**Text passage**
UPDATE: I did try again in August 2016, again at a time as advertised. Again I waited a long time and had nearly given up again, when Jürgen Litfin did turn up after all. However, he was surprised to find visitors there, saying it was Sunday, even though it said on the door that it would be open at that time on a Sunday. Anyway, he had damaged his knee and couldn't climb the steep ladders inside the tower – and wouldn't let any visitors go up there on their own (understandable). So I was unlucky again, but at least I had a chance to talk to Jürgen Litfin for a bit, which was interesting and also fun (you couldn't wish for a more prototypical example of “Berliner Schnauze” … and I happen to love that dialect and frank manner of speaking!) He indicated that he may have to get more people to help run the place, and hopefully that will indeed happen. It would be a shame to lose this important piece of Berlin Wall commemoration.
Schlesischer Busch – on foot from Schlesisches Tor metro stop (U1) down Schlesische Straße (eastbound) across the bridges and into Puschkinallee, or walk up Puschkinallee westbound from the regional metro train stop Treptower Park (S8, S9 and Ring trains). There's also bus 265 going along Puschkinallee.
The interior of the watchtower is used by a local artists' organization and at the time of writing (May 2016) supposed to be open to the public between May and October on Saturdays from 11 a.m. to 2 p.m. and on Sundays to 5 p.m. (as well as by appointment). There is no mention of an admission fee. What's to become of the tower and especially its opening times, is, however, likely to keep changing.
The watchtower on Erna-Berger-Straße is within easy reach of Potsdamer Platz station (S1, S2, and U1) off Stresemannstraße, but can only be viewed from the outside. No access to the interior.
The watchtowers will most likely be viewed as part of a longer Wall remains
walking tour – which can be tailored freely. Viewing the towers from the outside only doesn't add significantly to the time allocated to any such walking tour. The limited space inside also means that even if you do go and see the exhibitions inside (when open), you won't need to add more than, say, 20-30 minutes extra. The watchtower on Erna-Berger-Straße near Potsdamer Platz requires only a couple of minutes for a quick look.
The watchtower at Kieler Eck is closest to some of the most important stretches of Wall remains, and a visit could well be worked into a tour connecting Invalidenfriedhof
and Bernauer Straße
The watchtower at Schlesischer Busch can best be combined with a visit to the East Side Gallery
to the north-west and/or Treptower Park with its Soviet War Memorial
to the south-east.
A roof-top observation point akin to a command post watchtower can still be seen atop a converted warehouse at the southern end of East Side Gallery
, just north of Oberbaumbrücke.
If you can't get enough of former border watchtowers, there are a few more of the command tower ('Führunsgsstelle') type structures surviving along the "outer ring" around the rest of West-Berlin (that is, not part of the Wall 'proper', in the narrower sense of the border slicing through the centre between West and East-Berlin), and thus in fact just outside Berlin
's territory proper.

**Task material**
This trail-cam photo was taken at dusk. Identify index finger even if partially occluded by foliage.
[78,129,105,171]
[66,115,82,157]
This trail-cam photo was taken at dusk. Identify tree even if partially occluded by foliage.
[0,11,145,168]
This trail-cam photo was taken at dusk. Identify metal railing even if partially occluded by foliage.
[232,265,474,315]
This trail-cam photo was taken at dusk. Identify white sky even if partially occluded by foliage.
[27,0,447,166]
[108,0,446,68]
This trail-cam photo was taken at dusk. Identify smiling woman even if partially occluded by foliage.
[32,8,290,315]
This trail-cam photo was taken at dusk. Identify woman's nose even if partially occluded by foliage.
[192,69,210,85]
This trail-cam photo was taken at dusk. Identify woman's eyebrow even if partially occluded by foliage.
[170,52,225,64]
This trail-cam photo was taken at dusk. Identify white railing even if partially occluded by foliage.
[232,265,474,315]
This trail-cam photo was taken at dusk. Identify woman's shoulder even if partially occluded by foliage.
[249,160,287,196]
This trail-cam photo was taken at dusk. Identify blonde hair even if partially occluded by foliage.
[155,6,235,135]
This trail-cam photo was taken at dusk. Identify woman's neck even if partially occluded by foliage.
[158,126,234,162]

**Tasks for this exercise**
(A) In the rows, starting at the line containing "shoulder even if partially occluded by foliage." and ending at the last row, change "blonde hair" to "brown hair". Give those lines again with nothing else altered.
(B) Pick up the text on former Berlin Wall watchtowers from where it stops and keep writing.

**Exercise results**
(A)
This trail-cam photo was taken at dusk. Identify woman's shoulder even if partially occluded by foliage.
[249,160,287,196]
This trail-cam photo was taken at dusk. Identify brown hair even if partially occluded by foliage.
[155,6,235,135]
This trail-cam photo was taken at dusk. Identify woman's neck even if partially occluded by foliage.
[158,126,234,162]

(B)
One of them, in particular, may be worth the trek outto its far-out location in Nieder Neuendorf
, as inside there is a small border museum. It is therefore given its own separate chapter
Another one, formerly the 'Führungsstelle Bergfelde
' in GDR
times, is not open to the public as such – it serves as a base for an ecological youth organization (they do organize tours for people interested in their work, and as part of it you may also get a glimpse inside the tower – which, however, has been totally renovated and often hosts school groups). It's hidden in the now forested-over area just outside the northern edge of Berlin
at the border to Hohen Neuendorf, in a spot somewhere near the Hubertussee lake. In other words, it's also quite a long way out and certainly only for the most dedicated Wall aficionados (as you can normally only view the tower from the outside – if you can find it). The closest bus stop is on Hubertusweg in the Berlin Forest of Tegel (line 125, from the Frohnau station on regional metro train line S1 – which is also the line that takes you to Oranienburg for visits to the former concentration camp
memorial site at Sachsenhausen
– or from Alt Tegel, metro line U6).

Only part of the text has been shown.